Copy the records word for word. Pictures do not go in.

Stored data entries

--------

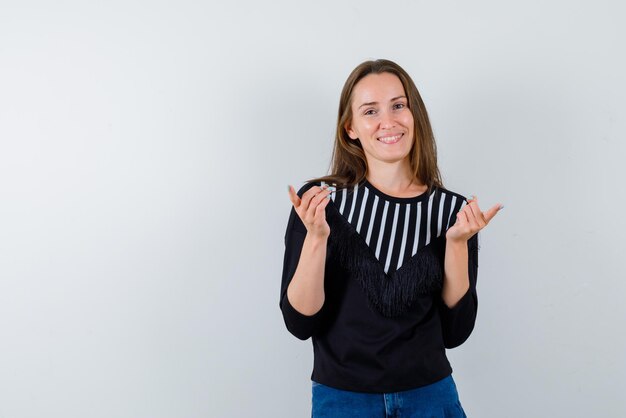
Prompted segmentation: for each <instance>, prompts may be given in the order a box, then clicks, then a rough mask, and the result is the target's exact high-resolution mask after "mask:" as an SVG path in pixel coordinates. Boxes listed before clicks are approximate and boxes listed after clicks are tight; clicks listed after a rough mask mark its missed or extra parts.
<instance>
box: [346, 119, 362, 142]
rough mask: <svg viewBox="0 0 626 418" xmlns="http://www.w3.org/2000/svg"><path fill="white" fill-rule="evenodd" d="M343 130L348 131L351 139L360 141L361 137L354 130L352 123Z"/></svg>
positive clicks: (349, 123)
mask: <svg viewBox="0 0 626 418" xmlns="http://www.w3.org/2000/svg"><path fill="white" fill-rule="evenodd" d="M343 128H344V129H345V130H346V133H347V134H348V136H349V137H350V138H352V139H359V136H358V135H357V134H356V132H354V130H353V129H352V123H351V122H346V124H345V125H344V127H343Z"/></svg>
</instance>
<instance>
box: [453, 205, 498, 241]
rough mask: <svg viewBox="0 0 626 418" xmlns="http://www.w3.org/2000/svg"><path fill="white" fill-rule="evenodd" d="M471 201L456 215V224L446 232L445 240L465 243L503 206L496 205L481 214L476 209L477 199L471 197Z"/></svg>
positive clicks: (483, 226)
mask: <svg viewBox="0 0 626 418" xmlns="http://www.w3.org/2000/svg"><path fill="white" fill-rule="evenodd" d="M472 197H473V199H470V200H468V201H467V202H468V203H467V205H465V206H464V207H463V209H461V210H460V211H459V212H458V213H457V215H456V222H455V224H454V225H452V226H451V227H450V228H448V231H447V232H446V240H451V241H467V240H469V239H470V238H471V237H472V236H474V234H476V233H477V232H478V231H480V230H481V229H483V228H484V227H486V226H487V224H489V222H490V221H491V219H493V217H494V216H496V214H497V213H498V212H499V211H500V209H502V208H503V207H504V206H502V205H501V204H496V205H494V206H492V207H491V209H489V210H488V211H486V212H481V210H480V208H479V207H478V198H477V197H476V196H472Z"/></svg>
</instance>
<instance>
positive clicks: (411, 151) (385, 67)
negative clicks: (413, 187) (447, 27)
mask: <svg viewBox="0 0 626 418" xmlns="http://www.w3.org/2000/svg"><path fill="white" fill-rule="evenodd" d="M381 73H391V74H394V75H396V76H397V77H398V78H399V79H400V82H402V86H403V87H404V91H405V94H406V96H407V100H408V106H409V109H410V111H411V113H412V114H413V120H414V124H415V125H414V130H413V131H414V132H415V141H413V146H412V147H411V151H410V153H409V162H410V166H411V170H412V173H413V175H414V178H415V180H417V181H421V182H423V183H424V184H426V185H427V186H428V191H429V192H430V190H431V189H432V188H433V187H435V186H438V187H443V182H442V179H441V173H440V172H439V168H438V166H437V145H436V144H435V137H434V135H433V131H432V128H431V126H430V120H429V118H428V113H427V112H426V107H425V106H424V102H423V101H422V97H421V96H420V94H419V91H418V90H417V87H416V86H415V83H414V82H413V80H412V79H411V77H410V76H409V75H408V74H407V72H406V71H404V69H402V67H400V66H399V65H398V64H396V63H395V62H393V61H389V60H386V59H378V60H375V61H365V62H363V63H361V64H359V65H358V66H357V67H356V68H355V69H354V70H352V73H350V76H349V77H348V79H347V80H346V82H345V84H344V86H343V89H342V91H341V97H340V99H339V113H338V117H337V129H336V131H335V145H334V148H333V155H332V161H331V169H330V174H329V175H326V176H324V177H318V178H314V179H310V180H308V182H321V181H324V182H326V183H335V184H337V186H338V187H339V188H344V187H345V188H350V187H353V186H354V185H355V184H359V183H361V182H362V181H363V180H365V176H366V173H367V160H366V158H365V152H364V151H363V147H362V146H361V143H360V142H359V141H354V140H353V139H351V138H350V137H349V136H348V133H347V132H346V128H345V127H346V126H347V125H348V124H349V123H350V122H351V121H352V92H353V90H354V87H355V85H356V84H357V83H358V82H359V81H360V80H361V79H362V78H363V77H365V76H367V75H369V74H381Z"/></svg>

--------

- Completed exercise
Prompted segmentation: for each <instance>, prompts may be given in the order a box, then clicks, then a rough mask, and the result is the target's exact high-resolution mask after "mask:" as an SVG path in pixel coordinates. Boxes listed before clicks are approximate and boxes listed after clicks are tight; clicks listed after a rough mask mark its missed or extra parts.
<instance>
box: [346, 119, 362, 142]
rough mask: <svg viewBox="0 0 626 418" xmlns="http://www.w3.org/2000/svg"><path fill="white" fill-rule="evenodd" d="M343 130L348 131L351 139L360 141L361 137L354 130L352 123Z"/></svg>
positive clicks: (349, 123)
mask: <svg viewBox="0 0 626 418" xmlns="http://www.w3.org/2000/svg"><path fill="white" fill-rule="evenodd" d="M343 128H344V129H345V130H346V133H347V134H348V136H349V137H350V138H352V139H359V136H358V135H357V134H356V132H354V130H353V129H352V123H351V122H346V124H345V125H344V127H343Z"/></svg>
</instance>
<instance>
box: [453, 205, 498, 241]
rough mask: <svg viewBox="0 0 626 418" xmlns="http://www.w3.org/2000/svg"><path fill="white" fill-rule="evenodd" d="M471 201L456 215V224L446 232L445 240L465 243L503 206L496 205L481 214L476 209L477 199L471 197Z"/></svg>
positive clicks: (483, 226)
mask: <svg viewBox="0 0 626 418" xmlns="http://www.w3.org/2000/svg"><path fill="white" fill-rule="evenodd" d="M472 197H473V199H470V200H468V201H467V202H468V203H467V205H465V206H464V207H463V209H461V210H460V211H459V212H458V213H457V215H456V222H455V224H454V225H452V226H451V227H450V228H448V231H447V232H446V240H451V241H467V240H469V239H470V238H471V237H472V236H474V234H476V233H477V232H478V231H480V230H481V229H483V228H484V227H486V226H487V224H489V222H490V221H491V219H493V217H494V216H496V214H497V213H498V212H499V211H500V209H502V208H503V207H504V206H502V205H501V204H496V205H494V206H492V207H491V209H489V210H488V211H486V212H481V210H480V208H479V207H478V198H477V197H476V196H472Z"/></svg>
</instance>
<instance>
positive clicks: (411, 151) (385, 67)
negative clicks: (413, 187) (447, 27)
mask: <svg viewBox="0 0 626 418" xmlns="http://www.w3.org/2000/svg"><path fill="white" fill-rule="evenodd" d="M381 73H391V74H394V75H396V76H397V77H398V78H399V79H400V82H402V86H403V87H404V91H405V94H406V96H407V100H408V106H409V109H410V111H411V113H412V114H413V120H414V124H415V125H414V130H413V131H414V132H415V141H413V146H412V147H411V151H410V153H409V162H410V166H411V170H412V173H413V175H414V178H415V180H417V181H421V182H423V183H424V184H426V185H427V186H428V191H429V192H430V190H431V189H432V188H433V187H435V186H438V187H443V182H442V179H441V173H440V172H439V168H438V166H437V145H436V144H435V137H434V135H433V131H432V128H431V126H430V120H429V118H428V113H427V112H426V107H425V106H424V102H423V101H422V97H421V96H420V94H419V91H418V90H417V87H416V86H415V83H414V82H413V80H412V79H411V77H410V76H409V75H408V74H407V72H406V71H404V69H402V67H400V66H399V65H398V64H396V63H395V62H393V61H389V60H386V59H378V60H375V61H365V62H363V63H361V64H359V65H358V66H357V67H356V68H355V69H354V70H352V73H350V76H349V77H348V79H347V80H346V82H345V84H344V86H343V89H342V91H341V97H340V99H339V113H338V117H337V129H336V131H335V145H334V148H333V155H332V161H331V169H330V174H329V175H326V176H324V177H318V178H314V179H310V180H308V182H321V181H324V182H326V183H335V184H337V186H338V187H339V188H344V187H345V188H350V187H353V186H354V185H355V184H359V183H361V182H362V181H363V180H365V176H366V173H367V160H366V158H365V152H364V151H363V147H362V146H361V143H360V142H359V141H354V140H353V139H351V138H350V137H349V136H348V133H347V132H346V128H345V127H346V126H347V125H348V124H349V123H350V122H351V121H352V92H353V90H354V87H355V85H356V84H357V83H358V82H359V81H360V80H361V79H362V78H363V77H365V76H367V75H369V74H381Z"/></svg>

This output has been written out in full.